3D holograms aren’t just to bring back deceased celebrities to perform at music concerts.
Scripps Clinic recently became the first health care provider in Southern California to use an innovative mixed reality headset technology offering surgeons a 3D holographic view of a patient’s preoperative surgical plan during shoulder replacement procedures.
The new system lets surgeons use hand gestures and voice commands to view and manipulate a hologram of the patient’s preoperative plan from inside the headset lens, while simultaneously maintaining a direct view of the open surgical site.
The technology lets doctors superimpose the 3D surgery plan over the patient’s anatomy on the operating table, providing an intricate, personalized level of prosthetic placement.
“Being able to view the entire surgical plan during the operation is a big advantage for patients because it can help surgeons replicate the pre-op plan with precision,” said Brian Rebolledo, M.D., who is the first Scripps Clinic orthopedic surgeon to use the new system. “Having a detailed 3D model of the patient’s surgical plan directly in our sights in real-time opens up a new window to help further enhance the procedure.”
The surgeon can rotate and zoom in or out of the hologram model while comparing it in real-time to the patient’s anatomy. The holograms are generated by the system’s software through preoperative CT scans.
Scripps Clinic is one of 33 health care providers in the United States currently using this mixed reality technology for shoulder replacement surgery. The first such surgery using this system was performed in Minnesota in July 2020.
Alan Benedict of Valley Center is one of the first residents to have his shoulder replaced using the new technology. Now retired, the longtime Sony engineering executive has kept active with pickleball, disc golf, and mountain biking. But in recent years, the rigors of time have caught up with his right shoulder, severely limiting his range of motion and causing significant pain.
“I’ve seen a lot of pretty amazing technological advances during my 25 years in the consumer electronics industry,” Benedict said. “So I like the idea of having doctors bring innovative technology into the OR to help them with something that requires such a high level of precision.”

**Provided data:**
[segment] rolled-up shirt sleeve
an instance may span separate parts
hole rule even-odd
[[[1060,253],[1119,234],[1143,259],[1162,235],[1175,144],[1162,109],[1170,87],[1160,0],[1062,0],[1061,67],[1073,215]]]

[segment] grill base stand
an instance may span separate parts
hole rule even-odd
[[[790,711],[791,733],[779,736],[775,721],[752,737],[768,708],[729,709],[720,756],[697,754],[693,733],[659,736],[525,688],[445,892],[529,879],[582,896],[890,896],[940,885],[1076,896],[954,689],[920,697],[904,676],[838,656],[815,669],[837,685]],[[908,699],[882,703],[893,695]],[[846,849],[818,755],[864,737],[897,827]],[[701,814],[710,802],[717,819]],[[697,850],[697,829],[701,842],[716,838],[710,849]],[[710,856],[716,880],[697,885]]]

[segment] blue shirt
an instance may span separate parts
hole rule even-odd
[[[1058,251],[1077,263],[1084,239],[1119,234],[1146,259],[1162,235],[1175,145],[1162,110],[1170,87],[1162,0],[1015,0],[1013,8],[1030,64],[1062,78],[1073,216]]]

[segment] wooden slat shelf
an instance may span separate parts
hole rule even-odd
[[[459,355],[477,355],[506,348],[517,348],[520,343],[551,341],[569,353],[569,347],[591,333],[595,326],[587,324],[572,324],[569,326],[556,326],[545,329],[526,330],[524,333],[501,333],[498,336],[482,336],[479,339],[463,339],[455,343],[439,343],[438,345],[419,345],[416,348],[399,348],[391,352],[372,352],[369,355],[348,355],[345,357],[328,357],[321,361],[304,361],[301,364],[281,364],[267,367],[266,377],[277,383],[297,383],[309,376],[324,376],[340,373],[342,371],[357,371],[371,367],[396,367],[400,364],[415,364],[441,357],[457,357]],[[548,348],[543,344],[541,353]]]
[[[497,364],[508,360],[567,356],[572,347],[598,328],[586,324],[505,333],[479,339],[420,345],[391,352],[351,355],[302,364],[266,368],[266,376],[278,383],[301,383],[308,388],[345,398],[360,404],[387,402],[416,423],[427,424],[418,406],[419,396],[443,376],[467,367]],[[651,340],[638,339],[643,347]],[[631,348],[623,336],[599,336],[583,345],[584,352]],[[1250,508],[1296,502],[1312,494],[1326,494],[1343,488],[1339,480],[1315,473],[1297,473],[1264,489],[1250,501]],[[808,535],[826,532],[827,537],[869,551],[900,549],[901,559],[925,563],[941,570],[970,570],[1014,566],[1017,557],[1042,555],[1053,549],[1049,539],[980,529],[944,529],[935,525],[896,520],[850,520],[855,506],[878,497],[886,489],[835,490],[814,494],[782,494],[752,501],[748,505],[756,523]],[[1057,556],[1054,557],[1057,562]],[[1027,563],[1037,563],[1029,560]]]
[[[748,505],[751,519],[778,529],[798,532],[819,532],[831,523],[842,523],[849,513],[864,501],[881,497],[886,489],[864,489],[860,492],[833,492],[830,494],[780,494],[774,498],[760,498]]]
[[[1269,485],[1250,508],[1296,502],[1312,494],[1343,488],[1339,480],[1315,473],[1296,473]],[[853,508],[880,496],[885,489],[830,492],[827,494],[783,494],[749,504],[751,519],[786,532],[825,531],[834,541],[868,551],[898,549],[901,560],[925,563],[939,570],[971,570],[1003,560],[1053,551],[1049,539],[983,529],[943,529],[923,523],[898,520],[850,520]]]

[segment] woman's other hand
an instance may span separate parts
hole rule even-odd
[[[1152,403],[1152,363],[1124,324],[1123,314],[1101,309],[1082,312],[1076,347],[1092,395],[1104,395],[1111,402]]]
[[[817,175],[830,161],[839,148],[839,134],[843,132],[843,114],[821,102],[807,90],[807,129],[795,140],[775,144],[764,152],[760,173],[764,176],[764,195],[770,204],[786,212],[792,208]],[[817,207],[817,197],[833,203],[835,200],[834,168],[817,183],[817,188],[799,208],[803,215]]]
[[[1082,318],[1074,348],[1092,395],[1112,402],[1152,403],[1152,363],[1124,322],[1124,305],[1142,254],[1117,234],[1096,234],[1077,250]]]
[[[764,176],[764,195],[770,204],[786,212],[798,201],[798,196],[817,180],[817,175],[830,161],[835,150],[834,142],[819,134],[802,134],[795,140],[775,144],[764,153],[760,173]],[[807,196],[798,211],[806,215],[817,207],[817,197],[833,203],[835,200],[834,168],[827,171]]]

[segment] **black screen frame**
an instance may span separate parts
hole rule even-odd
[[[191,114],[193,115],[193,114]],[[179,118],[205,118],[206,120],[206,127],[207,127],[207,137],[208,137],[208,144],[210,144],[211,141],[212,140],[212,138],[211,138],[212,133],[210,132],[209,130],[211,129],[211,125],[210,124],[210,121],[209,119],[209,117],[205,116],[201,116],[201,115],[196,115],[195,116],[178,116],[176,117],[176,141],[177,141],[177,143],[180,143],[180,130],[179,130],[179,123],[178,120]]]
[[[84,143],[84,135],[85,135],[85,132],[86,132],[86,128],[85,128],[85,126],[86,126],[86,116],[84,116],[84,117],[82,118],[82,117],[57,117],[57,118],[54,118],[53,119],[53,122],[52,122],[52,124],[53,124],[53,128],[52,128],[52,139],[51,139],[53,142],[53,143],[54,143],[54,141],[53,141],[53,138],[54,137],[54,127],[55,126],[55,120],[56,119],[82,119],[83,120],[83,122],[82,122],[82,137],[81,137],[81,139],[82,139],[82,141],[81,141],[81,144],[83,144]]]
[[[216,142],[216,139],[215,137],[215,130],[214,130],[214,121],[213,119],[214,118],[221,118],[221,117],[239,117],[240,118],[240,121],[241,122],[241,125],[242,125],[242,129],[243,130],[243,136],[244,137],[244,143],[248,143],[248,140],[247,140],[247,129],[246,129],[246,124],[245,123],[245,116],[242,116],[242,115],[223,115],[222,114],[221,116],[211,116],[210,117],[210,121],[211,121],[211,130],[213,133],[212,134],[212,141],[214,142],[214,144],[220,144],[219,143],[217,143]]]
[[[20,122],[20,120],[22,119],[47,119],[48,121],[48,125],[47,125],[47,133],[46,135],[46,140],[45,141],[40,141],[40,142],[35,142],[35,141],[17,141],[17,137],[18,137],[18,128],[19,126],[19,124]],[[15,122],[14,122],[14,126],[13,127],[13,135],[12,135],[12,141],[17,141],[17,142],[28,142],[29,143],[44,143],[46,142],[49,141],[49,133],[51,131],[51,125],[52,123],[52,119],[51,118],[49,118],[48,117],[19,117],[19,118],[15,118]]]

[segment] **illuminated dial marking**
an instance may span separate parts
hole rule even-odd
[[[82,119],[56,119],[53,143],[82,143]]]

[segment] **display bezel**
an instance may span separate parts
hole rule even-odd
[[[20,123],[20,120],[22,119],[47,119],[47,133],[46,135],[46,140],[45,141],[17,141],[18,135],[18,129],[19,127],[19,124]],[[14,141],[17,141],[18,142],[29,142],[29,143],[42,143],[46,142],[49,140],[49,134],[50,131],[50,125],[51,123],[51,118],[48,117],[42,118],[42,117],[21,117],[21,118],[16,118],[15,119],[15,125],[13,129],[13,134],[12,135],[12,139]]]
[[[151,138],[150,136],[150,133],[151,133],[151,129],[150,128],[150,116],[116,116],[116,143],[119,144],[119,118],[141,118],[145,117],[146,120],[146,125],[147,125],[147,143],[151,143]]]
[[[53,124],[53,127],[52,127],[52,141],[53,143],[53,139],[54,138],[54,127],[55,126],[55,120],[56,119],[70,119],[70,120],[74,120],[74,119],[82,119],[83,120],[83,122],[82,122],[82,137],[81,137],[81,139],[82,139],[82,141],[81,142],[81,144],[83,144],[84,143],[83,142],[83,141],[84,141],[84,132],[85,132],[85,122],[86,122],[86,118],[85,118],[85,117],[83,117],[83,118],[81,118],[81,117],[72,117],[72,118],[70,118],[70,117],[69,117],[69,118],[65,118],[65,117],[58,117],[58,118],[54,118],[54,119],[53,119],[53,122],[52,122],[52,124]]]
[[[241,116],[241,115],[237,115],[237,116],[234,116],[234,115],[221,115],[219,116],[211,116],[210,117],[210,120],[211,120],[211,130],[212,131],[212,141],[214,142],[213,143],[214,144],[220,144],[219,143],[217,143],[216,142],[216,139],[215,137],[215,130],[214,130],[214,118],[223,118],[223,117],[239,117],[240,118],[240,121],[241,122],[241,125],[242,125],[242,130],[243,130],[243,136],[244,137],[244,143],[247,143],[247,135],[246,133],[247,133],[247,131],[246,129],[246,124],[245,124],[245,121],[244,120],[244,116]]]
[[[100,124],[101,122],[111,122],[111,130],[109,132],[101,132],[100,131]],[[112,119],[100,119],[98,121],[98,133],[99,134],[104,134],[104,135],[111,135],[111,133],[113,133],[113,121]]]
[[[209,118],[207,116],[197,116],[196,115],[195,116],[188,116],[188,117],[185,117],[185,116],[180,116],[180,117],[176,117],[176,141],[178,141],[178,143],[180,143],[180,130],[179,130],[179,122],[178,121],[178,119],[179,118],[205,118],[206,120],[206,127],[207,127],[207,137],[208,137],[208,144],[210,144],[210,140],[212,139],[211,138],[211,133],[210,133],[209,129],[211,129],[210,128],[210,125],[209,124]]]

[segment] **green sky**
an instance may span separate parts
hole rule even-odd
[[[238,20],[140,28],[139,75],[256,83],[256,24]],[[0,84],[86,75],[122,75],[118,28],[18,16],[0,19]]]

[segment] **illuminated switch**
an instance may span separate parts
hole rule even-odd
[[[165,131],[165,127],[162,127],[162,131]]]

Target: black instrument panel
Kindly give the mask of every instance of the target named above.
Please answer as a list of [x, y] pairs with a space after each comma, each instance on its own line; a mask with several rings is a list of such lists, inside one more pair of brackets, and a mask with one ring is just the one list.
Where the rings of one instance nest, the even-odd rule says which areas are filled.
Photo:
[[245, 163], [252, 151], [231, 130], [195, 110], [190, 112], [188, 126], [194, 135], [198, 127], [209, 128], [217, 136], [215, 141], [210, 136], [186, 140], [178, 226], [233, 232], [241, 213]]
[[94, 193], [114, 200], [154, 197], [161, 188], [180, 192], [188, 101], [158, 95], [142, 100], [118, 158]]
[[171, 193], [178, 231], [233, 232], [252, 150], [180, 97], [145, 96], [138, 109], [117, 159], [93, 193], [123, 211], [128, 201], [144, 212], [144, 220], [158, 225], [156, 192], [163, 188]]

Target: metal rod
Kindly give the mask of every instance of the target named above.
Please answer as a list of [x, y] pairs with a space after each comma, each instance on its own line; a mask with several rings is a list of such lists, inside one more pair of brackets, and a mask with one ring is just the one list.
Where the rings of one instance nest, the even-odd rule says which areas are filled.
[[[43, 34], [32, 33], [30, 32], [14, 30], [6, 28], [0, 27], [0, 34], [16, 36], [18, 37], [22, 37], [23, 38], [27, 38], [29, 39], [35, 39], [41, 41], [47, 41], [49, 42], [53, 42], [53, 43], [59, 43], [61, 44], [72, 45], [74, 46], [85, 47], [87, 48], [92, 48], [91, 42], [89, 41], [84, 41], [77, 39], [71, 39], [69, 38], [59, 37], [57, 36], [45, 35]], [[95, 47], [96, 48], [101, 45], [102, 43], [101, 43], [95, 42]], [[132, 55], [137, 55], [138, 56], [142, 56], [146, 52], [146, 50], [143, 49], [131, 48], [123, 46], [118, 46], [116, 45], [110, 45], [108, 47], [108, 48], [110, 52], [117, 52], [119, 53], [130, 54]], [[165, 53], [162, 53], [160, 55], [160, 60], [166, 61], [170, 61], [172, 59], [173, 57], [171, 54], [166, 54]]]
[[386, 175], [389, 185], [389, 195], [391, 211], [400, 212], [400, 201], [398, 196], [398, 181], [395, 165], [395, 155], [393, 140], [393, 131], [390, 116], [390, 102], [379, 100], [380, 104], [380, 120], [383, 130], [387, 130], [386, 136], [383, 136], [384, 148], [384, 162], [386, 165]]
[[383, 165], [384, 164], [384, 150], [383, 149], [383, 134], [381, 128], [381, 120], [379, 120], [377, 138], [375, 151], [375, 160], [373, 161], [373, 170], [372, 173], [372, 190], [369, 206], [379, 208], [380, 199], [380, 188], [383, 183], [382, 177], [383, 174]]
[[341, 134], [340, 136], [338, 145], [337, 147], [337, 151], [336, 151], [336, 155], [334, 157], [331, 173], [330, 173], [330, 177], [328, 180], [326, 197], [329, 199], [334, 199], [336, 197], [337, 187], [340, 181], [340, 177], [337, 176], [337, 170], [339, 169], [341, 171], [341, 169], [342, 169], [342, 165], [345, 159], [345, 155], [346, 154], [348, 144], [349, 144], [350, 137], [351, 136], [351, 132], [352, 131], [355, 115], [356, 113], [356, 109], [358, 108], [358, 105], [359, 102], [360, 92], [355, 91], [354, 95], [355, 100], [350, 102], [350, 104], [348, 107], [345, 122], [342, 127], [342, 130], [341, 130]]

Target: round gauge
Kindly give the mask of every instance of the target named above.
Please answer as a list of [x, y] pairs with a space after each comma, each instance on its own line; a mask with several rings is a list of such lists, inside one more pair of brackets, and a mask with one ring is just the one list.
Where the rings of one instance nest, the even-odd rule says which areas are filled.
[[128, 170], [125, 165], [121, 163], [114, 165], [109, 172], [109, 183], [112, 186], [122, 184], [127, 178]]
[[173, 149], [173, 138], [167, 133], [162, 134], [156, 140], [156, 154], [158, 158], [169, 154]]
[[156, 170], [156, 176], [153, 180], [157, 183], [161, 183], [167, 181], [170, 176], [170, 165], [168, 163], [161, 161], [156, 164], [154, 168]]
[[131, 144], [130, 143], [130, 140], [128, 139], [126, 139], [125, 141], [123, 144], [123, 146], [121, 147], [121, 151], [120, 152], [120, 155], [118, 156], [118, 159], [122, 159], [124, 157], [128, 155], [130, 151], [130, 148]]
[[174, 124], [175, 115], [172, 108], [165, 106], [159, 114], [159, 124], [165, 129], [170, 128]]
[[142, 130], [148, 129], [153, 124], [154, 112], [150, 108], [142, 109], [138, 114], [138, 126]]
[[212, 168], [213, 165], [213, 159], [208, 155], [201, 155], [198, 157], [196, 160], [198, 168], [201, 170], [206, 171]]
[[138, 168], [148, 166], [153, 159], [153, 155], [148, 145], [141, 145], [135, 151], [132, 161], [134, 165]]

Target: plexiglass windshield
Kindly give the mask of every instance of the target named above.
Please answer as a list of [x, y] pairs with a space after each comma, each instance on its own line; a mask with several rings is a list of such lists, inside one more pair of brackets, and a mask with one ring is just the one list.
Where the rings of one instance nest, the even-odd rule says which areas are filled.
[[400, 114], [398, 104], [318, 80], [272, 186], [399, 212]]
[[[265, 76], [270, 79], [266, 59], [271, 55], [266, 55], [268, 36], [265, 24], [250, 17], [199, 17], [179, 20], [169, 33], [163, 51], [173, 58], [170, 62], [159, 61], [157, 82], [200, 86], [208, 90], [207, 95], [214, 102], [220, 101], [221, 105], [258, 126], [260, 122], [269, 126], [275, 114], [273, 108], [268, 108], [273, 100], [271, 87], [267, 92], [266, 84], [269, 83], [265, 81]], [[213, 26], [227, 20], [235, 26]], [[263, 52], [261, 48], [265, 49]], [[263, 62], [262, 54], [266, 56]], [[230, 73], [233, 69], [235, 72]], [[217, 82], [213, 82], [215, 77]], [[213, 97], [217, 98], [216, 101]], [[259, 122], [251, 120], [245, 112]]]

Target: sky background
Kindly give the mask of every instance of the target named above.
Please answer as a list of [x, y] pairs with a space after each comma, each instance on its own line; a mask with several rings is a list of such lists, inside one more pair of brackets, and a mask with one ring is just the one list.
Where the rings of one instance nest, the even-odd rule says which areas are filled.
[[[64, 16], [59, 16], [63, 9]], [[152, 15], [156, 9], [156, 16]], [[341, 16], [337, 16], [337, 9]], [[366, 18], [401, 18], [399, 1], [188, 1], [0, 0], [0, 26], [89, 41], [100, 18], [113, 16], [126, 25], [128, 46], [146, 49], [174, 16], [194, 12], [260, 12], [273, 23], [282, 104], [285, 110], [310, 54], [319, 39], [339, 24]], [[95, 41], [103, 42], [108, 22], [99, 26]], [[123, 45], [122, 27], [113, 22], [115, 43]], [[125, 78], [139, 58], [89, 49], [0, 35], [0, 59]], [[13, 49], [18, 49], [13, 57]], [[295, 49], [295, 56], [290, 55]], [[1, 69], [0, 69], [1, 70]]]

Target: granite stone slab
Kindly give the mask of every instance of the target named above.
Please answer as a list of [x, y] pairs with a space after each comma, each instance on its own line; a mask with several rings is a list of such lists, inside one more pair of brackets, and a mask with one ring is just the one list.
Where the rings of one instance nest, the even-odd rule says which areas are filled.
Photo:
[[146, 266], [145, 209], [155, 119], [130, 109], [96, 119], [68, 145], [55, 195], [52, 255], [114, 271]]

**Questions on the material:**
#1 Name the activities that, according to the article about holographic shoulder surgery at Scripps Clinic, Alan Benedict has kept active with since retiring.
#2 Continue the article about holographic shoulder surgery at Scripps Clinic from its last paragraph.

**Answers by item number:**
#1 Pickleball, disc golf, and mountain biking.

#2
For many years, Scripps Clinic surgeons have used 3D computer modeling software to plan shoulder replacement procedures and to perform “virtual dry-run surgeries” via laptops before entering the operating room. Under the leadership of orthopedic surgeon Heinz Hoenecke, M.D., Scripps Clinic 2015 began using preoperative planning software to create customized 3D-printed drill guides to help position the implant and screws at the optimal position and angles. Mixed reality is the latest advancement, enabling surgeons to refer to and interact with the 3D surgical plan while at the operating table and digitally overlay it onto the patient.
While virtual reality immerses the viewer into a completely virtual environment, mixed reality allows the viewer to see the real world along with an overlay of 3D holographic images, providing a supplement to reality. The popular mobile game Pokémon GO uses a mixed reality platform that combines real-world scenarios with a computer-made overlay.
Approximately 53,000 people in the U.S. undergo shoulder replacement surgery each year, according to the Agency for Healthcare Research and Qualify, the lead federal agency charged with improving the safety and quality of health care in America.
The new mixed reality technology is currently available to patients planning shoulder replacement surgery at Scripps Green Hospital. Procedures using the technology are often covered by many insurance carriers.